>> Start

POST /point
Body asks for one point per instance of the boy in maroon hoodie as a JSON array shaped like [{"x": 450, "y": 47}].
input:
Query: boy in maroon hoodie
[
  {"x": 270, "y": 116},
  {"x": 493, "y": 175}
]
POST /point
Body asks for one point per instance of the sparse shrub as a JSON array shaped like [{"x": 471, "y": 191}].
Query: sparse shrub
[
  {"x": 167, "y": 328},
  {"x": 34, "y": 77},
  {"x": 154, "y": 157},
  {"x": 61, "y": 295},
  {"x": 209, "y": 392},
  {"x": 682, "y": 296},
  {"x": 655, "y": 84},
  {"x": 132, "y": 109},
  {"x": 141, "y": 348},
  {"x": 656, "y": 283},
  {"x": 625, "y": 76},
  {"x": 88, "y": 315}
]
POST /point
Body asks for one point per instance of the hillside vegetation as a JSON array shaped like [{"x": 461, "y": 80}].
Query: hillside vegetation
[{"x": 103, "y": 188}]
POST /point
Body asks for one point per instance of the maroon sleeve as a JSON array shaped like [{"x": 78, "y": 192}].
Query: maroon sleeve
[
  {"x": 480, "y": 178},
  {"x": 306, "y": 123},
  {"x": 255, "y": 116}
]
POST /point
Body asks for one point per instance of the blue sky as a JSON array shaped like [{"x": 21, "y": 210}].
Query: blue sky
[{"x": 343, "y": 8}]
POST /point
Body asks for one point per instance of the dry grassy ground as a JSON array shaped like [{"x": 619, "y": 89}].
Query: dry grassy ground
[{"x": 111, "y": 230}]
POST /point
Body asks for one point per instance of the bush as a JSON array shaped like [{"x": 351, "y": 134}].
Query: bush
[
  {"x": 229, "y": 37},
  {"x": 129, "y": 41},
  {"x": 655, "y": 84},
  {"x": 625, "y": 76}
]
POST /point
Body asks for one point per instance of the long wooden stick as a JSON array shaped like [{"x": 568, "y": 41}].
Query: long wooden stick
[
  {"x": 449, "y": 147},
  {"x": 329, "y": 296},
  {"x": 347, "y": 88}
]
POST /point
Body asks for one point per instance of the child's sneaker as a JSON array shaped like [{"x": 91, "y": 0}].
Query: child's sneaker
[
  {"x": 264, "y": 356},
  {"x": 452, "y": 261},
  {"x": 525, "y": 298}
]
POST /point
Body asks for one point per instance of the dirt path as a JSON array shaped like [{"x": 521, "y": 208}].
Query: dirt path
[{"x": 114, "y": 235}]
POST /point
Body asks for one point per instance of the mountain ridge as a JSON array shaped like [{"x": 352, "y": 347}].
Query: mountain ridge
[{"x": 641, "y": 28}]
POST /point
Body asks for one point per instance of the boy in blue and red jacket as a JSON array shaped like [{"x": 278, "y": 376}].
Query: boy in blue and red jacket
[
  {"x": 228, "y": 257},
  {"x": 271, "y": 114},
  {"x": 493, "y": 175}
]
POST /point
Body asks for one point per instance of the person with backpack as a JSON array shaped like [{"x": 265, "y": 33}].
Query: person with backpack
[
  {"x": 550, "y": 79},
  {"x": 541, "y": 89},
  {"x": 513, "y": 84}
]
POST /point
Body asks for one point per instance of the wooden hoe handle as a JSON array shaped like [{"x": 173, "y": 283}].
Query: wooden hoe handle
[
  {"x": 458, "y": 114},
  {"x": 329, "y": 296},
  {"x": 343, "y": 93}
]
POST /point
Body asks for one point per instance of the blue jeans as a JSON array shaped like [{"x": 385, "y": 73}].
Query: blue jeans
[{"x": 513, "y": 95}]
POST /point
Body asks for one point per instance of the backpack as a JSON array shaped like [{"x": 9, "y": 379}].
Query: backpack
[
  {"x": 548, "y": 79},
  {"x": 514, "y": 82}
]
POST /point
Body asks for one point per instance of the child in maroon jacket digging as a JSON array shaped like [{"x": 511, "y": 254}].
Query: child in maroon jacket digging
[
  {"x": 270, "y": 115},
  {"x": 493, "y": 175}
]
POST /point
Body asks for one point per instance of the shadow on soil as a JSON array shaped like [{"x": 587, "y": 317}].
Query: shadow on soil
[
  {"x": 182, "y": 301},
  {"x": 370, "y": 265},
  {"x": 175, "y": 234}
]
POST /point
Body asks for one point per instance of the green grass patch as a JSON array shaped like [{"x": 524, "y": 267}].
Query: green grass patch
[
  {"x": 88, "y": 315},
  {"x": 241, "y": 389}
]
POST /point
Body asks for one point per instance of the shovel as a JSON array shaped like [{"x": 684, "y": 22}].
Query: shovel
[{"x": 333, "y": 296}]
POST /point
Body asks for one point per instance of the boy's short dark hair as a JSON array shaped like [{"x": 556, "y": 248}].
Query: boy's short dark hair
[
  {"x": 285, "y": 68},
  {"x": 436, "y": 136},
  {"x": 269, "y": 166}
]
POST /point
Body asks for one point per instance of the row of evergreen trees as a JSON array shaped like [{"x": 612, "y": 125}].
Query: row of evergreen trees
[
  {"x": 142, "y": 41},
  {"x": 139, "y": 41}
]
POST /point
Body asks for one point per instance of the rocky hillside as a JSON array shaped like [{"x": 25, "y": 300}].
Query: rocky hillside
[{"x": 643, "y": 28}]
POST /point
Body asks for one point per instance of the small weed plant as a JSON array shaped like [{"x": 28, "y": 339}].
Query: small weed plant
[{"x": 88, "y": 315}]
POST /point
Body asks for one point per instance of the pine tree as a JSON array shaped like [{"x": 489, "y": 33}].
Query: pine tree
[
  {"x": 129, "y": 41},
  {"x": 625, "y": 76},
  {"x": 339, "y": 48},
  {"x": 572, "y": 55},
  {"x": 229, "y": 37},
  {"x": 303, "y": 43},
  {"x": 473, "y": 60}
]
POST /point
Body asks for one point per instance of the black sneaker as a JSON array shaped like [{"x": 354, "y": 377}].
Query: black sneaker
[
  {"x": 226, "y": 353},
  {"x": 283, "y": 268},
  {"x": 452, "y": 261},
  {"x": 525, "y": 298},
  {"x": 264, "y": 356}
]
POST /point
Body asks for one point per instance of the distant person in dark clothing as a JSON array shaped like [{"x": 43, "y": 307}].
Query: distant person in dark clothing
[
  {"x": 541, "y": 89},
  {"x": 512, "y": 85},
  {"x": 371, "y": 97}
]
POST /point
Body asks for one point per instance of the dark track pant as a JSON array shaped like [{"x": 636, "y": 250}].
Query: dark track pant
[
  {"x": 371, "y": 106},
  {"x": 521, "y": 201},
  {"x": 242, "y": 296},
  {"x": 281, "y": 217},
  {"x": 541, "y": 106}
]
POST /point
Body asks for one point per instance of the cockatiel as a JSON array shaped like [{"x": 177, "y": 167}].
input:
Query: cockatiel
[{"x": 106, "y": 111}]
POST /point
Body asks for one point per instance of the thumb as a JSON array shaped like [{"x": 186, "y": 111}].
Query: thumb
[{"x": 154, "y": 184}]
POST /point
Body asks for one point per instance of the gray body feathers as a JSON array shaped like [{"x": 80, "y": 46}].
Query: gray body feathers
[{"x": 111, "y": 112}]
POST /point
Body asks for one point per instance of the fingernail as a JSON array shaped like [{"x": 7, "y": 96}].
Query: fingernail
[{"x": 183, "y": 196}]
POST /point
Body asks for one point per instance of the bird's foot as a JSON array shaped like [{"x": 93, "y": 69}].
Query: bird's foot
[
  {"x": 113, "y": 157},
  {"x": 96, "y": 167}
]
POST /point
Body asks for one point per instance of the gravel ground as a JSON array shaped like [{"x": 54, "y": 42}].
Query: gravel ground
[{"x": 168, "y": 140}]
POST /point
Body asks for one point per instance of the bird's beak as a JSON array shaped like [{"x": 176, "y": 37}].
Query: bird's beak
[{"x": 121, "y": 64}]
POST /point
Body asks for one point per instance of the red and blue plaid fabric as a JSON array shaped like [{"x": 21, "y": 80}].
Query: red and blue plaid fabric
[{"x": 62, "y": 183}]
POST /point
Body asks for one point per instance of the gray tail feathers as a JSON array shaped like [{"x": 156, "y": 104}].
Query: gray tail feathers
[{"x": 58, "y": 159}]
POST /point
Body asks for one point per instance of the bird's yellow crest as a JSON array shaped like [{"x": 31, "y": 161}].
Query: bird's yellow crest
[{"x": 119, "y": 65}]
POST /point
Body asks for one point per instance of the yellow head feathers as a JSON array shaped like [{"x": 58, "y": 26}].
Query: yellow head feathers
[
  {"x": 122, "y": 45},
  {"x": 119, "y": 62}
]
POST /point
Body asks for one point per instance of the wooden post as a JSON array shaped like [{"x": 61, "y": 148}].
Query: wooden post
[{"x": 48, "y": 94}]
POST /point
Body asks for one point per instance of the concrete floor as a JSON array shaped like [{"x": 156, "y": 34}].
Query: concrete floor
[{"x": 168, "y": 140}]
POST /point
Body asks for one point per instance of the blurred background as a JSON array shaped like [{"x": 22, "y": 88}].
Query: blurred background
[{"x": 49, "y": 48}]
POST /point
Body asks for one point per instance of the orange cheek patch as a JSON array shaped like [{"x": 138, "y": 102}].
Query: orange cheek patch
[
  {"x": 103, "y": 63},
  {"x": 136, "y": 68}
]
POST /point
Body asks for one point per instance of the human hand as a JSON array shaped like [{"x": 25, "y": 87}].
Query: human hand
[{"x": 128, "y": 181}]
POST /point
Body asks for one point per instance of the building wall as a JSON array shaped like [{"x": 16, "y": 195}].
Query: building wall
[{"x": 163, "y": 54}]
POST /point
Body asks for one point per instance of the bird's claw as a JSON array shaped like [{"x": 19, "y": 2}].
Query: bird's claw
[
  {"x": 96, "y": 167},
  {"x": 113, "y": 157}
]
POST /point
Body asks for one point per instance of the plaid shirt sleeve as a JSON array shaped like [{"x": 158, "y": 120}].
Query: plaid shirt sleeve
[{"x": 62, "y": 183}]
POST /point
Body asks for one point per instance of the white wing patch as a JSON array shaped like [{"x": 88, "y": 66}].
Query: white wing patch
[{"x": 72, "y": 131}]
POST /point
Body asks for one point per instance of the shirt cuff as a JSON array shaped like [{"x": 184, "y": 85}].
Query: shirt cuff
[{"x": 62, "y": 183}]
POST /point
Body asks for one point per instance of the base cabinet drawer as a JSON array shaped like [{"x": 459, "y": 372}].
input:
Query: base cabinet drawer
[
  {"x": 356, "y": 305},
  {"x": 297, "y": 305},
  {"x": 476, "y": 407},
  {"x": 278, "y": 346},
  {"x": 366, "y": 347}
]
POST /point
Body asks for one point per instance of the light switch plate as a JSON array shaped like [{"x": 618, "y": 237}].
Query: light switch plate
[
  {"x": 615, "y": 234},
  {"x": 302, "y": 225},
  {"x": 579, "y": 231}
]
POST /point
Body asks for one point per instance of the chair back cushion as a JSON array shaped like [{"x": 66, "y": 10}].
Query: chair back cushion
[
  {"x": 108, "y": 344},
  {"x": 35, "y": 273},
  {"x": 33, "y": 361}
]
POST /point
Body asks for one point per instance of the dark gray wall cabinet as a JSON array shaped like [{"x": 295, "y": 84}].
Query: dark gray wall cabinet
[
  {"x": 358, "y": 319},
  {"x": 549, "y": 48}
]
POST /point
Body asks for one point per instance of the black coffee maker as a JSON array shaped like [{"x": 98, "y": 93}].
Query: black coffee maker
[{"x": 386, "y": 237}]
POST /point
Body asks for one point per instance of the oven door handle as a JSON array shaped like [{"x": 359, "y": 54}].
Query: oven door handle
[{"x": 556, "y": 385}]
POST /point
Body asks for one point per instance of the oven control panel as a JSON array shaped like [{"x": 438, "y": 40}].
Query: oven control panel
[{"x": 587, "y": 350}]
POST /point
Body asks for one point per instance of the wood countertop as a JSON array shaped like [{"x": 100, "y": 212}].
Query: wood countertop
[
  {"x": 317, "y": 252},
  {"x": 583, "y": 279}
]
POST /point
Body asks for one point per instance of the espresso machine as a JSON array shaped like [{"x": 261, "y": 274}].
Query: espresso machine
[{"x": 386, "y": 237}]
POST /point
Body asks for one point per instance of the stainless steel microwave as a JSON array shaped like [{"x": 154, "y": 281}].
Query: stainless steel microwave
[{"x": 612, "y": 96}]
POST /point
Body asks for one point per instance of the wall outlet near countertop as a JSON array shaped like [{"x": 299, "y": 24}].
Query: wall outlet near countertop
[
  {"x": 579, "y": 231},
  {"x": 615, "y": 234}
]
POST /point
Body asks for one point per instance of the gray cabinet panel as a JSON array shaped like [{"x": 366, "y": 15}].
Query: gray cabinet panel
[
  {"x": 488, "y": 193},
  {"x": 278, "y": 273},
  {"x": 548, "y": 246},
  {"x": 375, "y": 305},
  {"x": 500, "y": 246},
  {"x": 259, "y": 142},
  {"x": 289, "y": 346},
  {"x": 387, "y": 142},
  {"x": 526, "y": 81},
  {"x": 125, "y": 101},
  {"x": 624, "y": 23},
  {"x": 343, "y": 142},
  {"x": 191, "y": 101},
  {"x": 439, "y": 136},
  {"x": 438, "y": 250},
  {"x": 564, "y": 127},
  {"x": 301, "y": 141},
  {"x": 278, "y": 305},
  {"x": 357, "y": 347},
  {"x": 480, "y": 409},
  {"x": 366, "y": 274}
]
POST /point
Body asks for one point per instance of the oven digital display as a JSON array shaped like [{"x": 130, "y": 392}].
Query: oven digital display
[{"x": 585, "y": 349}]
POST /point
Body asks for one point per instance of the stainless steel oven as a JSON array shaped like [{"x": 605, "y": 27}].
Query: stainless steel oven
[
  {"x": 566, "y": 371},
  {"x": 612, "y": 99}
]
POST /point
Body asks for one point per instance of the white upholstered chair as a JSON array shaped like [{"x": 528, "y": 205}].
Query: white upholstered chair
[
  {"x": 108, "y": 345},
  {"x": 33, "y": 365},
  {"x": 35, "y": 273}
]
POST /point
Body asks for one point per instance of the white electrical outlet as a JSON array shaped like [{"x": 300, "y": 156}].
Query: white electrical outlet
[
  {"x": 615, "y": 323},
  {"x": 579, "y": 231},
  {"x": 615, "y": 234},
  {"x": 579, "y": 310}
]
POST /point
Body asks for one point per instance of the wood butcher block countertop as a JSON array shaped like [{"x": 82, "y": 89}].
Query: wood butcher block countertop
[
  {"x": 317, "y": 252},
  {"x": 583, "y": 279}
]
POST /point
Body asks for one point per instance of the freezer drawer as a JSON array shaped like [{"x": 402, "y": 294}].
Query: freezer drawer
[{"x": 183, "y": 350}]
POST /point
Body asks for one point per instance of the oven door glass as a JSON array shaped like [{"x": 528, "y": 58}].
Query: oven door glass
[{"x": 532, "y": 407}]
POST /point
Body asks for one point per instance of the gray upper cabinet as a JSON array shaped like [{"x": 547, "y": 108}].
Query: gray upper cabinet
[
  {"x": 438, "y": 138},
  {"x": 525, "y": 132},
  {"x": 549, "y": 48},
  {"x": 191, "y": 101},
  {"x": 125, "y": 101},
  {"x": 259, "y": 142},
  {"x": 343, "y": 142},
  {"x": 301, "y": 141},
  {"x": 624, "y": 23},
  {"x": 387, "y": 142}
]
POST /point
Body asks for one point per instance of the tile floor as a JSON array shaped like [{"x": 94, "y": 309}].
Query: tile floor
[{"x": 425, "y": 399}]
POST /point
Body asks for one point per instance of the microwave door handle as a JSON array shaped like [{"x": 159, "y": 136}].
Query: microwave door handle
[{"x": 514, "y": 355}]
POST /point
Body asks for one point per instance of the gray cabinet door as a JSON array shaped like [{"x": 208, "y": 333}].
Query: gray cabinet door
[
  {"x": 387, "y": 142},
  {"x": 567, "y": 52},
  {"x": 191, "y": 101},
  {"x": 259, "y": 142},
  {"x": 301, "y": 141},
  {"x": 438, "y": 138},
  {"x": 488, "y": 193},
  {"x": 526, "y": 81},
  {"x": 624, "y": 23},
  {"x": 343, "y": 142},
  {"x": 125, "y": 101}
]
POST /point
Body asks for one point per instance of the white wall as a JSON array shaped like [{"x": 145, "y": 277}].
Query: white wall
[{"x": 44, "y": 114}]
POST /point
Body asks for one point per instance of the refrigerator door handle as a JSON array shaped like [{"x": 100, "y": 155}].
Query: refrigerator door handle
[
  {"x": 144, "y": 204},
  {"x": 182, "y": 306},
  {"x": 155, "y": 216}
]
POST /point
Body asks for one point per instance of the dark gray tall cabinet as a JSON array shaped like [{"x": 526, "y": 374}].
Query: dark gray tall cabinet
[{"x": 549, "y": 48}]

>> End

YOUR GOAL: Identify each line in the entries above that contains the word "fabric", and copy every such line.

TASK SOLUTION:
Body asks for one point per instance of the red and blue plaid fabric as a JSON array shaped like [{"x": 21, "y": 80}].
Query: red and blue plaid fabric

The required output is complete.